Your task is to extract the lines from the one holding "Where can the pile of planks" through the end of the material. Set them down exactly and add nothing.

### Material for this task ###

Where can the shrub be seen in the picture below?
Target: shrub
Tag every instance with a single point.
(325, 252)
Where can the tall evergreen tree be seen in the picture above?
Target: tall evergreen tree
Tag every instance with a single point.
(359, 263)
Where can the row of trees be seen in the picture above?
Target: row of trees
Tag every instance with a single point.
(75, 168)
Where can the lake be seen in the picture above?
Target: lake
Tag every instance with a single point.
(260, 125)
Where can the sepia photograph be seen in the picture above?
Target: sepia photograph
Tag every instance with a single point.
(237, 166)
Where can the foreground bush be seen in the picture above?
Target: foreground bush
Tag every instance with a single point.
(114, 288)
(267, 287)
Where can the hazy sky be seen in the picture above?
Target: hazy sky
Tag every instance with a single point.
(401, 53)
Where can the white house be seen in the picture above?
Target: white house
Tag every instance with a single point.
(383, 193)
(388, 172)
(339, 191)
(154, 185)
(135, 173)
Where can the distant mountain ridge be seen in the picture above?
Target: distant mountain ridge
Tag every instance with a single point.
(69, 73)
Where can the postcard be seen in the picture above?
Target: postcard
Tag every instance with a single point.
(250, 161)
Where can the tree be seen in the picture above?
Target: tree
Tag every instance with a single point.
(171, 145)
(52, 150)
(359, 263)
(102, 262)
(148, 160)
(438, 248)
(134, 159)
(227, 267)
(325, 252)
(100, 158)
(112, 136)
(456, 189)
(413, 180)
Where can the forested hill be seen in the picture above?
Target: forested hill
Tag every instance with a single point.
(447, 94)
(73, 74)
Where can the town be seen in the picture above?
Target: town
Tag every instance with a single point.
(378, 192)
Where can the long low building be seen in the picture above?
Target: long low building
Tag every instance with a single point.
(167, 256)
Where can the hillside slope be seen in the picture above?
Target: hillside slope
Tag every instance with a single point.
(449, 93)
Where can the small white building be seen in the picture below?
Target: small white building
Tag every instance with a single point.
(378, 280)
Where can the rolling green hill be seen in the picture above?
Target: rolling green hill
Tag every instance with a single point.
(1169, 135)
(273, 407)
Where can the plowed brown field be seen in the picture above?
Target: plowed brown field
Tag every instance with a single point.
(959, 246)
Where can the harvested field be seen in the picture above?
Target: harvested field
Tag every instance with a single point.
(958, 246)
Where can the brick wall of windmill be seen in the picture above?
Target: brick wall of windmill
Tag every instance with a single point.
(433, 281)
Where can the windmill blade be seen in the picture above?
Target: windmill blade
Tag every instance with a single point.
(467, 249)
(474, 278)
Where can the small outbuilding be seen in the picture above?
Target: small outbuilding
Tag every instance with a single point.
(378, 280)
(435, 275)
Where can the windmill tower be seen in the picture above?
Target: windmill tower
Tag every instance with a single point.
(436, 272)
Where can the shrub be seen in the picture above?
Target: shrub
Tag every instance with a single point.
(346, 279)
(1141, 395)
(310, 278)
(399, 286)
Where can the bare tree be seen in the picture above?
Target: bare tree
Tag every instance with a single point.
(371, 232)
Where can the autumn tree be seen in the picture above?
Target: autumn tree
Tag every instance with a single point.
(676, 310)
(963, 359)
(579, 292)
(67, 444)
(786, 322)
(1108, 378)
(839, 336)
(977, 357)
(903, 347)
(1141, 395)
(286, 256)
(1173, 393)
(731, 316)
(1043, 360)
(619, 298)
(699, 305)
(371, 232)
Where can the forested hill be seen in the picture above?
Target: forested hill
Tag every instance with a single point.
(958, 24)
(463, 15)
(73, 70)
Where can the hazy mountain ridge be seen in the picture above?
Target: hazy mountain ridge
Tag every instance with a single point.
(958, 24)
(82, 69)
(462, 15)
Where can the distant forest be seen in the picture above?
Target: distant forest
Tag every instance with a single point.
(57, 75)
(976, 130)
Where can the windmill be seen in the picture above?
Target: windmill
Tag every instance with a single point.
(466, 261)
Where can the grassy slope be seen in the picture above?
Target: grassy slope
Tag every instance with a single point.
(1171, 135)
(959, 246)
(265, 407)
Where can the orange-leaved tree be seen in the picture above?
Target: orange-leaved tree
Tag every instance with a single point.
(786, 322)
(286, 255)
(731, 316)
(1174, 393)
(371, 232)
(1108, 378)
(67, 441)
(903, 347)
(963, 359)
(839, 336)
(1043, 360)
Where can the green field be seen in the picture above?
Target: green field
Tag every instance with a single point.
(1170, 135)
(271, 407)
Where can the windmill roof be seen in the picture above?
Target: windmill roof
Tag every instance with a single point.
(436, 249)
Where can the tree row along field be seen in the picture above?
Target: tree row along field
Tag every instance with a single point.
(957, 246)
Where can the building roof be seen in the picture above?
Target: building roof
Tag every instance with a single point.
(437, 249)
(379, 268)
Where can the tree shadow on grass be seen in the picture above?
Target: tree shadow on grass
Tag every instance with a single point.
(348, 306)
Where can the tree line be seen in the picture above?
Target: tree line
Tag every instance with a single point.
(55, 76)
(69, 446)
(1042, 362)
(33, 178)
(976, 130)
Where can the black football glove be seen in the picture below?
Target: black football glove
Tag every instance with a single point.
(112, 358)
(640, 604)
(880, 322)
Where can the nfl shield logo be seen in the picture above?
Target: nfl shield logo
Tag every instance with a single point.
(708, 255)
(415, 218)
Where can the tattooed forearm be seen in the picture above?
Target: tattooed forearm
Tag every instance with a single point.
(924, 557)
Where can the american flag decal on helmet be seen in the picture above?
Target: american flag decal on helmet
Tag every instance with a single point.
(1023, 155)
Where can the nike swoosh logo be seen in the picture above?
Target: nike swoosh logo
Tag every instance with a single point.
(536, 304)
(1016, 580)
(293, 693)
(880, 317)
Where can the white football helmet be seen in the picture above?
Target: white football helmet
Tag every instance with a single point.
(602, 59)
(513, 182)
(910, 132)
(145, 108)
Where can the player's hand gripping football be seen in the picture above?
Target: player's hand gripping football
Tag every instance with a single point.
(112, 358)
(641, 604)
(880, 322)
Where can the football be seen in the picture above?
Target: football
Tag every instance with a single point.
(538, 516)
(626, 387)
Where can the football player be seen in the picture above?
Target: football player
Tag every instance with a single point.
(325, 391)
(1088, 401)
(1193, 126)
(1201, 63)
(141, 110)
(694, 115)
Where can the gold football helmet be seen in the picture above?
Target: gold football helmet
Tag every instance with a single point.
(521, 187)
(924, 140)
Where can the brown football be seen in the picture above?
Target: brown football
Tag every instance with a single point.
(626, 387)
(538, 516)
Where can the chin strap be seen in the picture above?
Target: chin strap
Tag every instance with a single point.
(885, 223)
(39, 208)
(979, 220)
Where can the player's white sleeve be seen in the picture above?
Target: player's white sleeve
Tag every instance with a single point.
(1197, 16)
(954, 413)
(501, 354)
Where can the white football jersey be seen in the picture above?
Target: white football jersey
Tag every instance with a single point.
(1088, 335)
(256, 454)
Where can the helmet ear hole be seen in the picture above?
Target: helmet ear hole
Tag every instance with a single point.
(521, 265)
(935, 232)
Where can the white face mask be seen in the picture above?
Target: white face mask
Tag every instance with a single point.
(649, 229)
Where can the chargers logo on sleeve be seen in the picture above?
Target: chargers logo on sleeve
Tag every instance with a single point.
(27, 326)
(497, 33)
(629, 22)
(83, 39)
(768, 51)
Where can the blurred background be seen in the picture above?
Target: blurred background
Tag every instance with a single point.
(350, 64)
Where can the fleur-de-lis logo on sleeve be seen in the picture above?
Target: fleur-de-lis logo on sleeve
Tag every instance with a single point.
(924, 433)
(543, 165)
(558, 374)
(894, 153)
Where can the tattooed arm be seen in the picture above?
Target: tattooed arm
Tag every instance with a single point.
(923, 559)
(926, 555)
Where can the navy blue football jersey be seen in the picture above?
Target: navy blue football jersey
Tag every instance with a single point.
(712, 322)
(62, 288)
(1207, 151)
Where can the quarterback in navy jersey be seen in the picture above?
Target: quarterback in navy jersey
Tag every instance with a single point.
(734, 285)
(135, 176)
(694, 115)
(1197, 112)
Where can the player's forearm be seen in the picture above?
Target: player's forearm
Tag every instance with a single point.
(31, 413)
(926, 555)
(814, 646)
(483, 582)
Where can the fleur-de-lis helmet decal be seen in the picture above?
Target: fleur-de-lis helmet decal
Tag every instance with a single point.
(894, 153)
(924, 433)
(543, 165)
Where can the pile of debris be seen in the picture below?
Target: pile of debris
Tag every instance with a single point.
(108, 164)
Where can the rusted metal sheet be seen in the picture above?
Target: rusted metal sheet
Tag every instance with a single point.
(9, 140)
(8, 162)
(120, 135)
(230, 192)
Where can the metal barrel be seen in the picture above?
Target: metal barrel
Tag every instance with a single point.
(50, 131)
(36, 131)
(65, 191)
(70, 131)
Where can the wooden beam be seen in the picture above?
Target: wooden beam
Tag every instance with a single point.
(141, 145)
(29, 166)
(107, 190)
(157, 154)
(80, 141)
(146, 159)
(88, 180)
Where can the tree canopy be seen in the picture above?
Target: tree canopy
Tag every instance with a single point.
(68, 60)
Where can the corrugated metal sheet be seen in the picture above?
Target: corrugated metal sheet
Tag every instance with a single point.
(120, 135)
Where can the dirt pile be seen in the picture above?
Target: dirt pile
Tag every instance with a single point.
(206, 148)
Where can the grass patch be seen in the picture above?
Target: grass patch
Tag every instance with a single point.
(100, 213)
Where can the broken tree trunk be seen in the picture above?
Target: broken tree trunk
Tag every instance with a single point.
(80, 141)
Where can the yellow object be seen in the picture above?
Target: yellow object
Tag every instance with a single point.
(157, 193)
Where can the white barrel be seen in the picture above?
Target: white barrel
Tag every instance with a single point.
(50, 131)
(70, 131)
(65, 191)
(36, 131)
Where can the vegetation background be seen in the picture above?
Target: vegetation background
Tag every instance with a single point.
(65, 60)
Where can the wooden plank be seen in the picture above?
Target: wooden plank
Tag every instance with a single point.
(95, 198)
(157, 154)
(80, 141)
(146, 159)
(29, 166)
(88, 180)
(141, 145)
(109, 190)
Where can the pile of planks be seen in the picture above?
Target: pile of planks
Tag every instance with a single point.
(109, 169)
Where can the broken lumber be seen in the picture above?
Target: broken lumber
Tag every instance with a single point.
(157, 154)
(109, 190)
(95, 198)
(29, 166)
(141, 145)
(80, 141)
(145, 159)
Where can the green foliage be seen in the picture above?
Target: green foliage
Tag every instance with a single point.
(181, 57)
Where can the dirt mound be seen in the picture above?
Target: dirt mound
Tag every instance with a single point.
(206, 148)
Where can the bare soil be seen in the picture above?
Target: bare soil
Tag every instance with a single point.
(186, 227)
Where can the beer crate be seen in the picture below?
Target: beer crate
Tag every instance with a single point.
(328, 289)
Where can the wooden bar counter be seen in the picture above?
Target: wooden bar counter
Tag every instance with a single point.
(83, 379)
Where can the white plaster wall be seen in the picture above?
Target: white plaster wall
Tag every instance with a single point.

###

### The result
Where can the pile of planks be seen in the picture above?
Target: pile of planks
Tag every instance with a single point.
(109, 169)
Where can the broken lumber be seen in the picture above?
Target: broken lumber
Tag every instance with a single point.
(157, 154)
(109, 190)
(95, 198)
(29, 166)
(141, 145)
(80, 141)
(145, 159)
Where can the green foliage be seen in the picture above?
Target: green foliage
Tag every instance with a single point.
(181, 57)
Where can the dirt mound be seen in the picture above?
Target: dirt mound
Tag every instance with a single point.
(206, 148)
Where can the bare soil be seen in the picture above?
Target: bare soil
Tag every instance with a single point.
(186, 227)
Where can the beer crate be seen in the picture below?
Target: beer crate
Tag every instance with a single point.
(328, 289)
Where can the wooden bar counter be seen in the picture above?
Target: wooden bar counter
Tag every instance with a single point.
(83, 379)
Where can the white plaster wall be seen in the picture above?
Target: white plaster wall
Tag every instance with a single point.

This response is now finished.